ASSIGNED TASK »
Every line below that includes the word "blond" needs to be copied.

START PROVIDED RECORDS

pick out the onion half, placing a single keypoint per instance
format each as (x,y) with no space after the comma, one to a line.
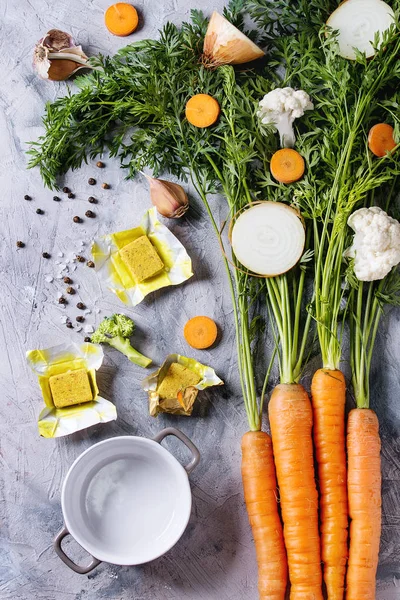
(268,238)
(358,21)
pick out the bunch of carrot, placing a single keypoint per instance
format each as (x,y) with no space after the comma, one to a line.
(292,417)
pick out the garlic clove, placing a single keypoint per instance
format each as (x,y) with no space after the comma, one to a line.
(57,40)
(60,70)
(169,198)
(56,57)
(224,44)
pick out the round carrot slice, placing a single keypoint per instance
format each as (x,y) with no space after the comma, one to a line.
(200,332)
(380,139)
(202,110)
(287,165)
(121,18)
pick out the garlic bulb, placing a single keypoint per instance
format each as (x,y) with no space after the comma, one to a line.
(224,44)
(56,57)
(169,198)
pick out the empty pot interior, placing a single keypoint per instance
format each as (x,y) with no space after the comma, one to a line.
(126,500)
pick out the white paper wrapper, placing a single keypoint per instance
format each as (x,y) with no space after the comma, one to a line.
(151,384)
(56,422)
(114,273)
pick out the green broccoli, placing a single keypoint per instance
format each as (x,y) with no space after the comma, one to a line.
(116,331)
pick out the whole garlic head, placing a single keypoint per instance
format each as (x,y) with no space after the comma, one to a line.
(58,45)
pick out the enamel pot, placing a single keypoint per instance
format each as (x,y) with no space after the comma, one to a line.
(126,500)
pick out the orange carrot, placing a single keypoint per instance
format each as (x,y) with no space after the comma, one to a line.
(200,332)
(121,18)
(260,493)
(202,110)
(328,392)
(290,417)
(380,139)
(364,490)
(287,165)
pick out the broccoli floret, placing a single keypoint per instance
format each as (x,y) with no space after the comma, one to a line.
(116,331)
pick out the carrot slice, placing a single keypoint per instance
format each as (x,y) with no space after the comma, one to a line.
(287,165)
(328,395)
(290,417)
(121,18)
(364,489)
(380,139)
(200,332)
(260,494)
(202,110)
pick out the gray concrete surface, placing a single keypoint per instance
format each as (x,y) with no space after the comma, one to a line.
(215,558)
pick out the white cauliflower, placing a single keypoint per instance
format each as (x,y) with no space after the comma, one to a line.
(376,243)
(280,108)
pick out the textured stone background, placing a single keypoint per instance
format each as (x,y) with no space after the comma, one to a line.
(215,558)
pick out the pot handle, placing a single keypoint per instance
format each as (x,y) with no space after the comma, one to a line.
(70,563)
(188,443)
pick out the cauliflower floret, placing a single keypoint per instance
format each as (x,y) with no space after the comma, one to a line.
(280,108)
(376,243)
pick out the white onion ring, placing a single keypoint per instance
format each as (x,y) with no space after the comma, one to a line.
(358,21)
(268,238)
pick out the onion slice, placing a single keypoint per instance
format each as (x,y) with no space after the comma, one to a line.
(224,44)
(358,22)
(268,238)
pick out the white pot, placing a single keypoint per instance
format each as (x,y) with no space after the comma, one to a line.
(126,500)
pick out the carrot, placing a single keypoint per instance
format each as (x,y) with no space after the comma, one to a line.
(121,18)
(200,332)
(290,416)
(328,392)
(287,165)
(202,110)
(259,483)
(364,489)
(380,139)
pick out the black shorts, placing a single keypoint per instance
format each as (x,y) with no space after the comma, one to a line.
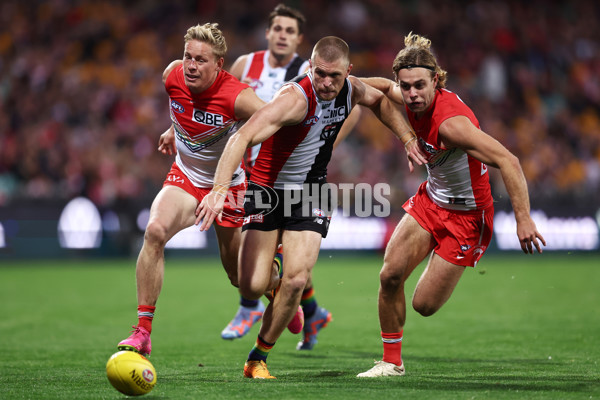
(308,209)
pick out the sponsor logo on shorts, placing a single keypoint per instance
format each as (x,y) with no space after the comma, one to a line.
(175,179)
(256,218)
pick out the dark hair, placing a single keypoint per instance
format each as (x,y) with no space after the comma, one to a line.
(284,11)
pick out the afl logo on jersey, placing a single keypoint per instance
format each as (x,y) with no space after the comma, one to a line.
(178,108)
(311,120)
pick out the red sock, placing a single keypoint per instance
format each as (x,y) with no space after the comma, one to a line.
(392,347)
(145,316)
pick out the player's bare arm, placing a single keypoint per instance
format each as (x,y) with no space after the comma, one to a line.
(390,114)
(348,125)
(387,87)
(246,104)
(287,107)
(166,142)
(460,132)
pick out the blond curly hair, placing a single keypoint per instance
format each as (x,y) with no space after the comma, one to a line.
(417,53)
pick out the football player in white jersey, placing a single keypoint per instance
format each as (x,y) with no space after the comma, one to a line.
(266,71)
(293,122)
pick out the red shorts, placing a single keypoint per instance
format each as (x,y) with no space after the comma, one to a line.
(461,237)
(233,212)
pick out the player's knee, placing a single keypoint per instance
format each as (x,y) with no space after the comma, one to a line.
(424,307)
(156,234)
(390,278)
(295,283)
(250,290)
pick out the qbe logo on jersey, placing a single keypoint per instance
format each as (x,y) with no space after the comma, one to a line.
(207,118)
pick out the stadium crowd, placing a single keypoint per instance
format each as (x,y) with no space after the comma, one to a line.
(82,102)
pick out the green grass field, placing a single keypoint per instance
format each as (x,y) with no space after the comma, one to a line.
(517,327)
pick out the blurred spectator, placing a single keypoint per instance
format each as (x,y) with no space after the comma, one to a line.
(82,103)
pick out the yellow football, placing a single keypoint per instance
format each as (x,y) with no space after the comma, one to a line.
(130,373)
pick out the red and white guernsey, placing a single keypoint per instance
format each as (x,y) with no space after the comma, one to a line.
(300,153)
(456,181)
(266,81)
(203,122)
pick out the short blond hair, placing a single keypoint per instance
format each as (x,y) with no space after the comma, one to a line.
(417,53)
(210,34)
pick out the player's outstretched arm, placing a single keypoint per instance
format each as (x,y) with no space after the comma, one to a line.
(390,114)
(460,132)
(166,142)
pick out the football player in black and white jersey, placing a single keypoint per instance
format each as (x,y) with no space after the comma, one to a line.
(266,71)
(297,129)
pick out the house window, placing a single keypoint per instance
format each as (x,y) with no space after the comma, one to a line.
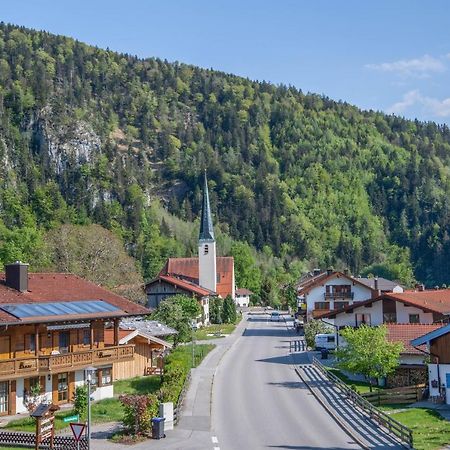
(30,343)
(4,397)
(64,338)
(389,317)
(414,318)
(86,336)
(63,387)
(322,305)
(106,376)
(362,319)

END PROVIDED RECORDS

TASK RESPONSE »
pick out the blond curly hair, placing a single keypoint per instance
pick out the short blond hair, placing a single keypoint per instance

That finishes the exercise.